==== Extracted information ====

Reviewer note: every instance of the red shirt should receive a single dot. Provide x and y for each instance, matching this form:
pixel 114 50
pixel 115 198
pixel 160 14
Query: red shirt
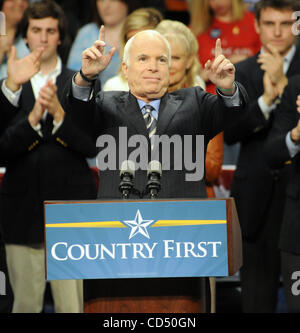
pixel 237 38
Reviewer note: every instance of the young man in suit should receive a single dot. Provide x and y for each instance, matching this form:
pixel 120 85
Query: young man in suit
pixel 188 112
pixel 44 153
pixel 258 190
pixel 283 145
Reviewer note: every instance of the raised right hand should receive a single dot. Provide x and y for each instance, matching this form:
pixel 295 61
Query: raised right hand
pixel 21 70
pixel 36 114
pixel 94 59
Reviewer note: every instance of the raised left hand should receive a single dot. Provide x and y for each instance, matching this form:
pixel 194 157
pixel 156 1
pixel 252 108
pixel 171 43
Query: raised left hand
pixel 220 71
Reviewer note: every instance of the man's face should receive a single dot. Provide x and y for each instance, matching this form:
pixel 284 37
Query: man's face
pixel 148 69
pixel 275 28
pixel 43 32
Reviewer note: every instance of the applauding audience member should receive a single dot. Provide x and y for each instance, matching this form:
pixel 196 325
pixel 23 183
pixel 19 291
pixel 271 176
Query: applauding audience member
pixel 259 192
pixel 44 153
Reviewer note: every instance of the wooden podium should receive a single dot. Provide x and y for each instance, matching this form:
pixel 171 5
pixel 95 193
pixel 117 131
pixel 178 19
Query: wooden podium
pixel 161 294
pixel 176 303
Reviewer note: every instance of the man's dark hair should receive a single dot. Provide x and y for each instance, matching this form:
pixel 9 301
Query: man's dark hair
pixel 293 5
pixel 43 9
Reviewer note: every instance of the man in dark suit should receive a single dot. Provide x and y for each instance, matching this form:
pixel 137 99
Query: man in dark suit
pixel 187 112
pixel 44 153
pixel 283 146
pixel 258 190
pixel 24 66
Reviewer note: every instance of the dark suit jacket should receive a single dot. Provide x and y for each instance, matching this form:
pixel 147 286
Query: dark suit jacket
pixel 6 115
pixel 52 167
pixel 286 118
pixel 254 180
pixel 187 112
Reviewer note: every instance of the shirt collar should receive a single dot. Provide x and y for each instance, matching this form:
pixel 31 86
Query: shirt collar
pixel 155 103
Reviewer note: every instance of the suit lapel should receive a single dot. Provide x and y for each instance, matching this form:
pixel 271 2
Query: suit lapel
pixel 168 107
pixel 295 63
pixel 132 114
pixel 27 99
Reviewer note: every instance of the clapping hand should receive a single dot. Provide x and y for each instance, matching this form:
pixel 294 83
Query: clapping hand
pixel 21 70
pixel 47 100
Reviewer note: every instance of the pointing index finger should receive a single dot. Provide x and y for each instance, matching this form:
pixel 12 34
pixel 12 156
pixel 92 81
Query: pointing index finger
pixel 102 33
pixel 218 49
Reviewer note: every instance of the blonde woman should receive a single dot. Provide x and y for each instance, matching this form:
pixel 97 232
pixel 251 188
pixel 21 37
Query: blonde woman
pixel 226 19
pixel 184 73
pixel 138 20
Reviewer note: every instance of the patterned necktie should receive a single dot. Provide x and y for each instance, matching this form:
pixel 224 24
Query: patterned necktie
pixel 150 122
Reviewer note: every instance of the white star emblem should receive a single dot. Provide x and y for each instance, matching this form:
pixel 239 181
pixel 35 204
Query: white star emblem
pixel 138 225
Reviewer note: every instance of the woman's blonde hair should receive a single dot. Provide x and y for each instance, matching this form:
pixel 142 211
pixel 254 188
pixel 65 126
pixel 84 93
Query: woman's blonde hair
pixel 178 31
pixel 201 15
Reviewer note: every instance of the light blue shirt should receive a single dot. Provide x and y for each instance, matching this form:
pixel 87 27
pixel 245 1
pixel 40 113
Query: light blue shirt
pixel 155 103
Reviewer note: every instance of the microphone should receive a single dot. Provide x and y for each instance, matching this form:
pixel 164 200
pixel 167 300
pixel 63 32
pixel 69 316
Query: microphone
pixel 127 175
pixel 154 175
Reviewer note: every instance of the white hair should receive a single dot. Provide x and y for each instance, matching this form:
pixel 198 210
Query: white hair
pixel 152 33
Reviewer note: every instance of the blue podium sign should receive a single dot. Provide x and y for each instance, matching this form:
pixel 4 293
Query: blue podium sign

====

■ **Exercise directions**: Edit the items from their first line through the line with "pixel 94 59", changing every "Reviewer note" to "Annotator note" and keeping all else the same. Leave the pictures out of your version.

■ **Full answer**:
Annotator note: every instance of the red shirt should receive a single dot. Provide x and y for each instance, matching this form:
pixel 114 50
pixel 115 198
pixel 160 14
Query: red shirt
pixel 237 38
Annotator note: every instance of the young man in suit should receive a single dot. Provide x and y for each instance, matching this form:
pixel 120 85
Query: young man in suit
pixel 188 112
pixel 44 153
pixel 258 190
pixel 283 145
Annotator note: every instance of the raised right hand should receive a single dot. Provide x and y for each instance, matching this form:
pixel 295 61
Query: raised right hand
pixel 21 70
pixel 36 114
pixel 94 59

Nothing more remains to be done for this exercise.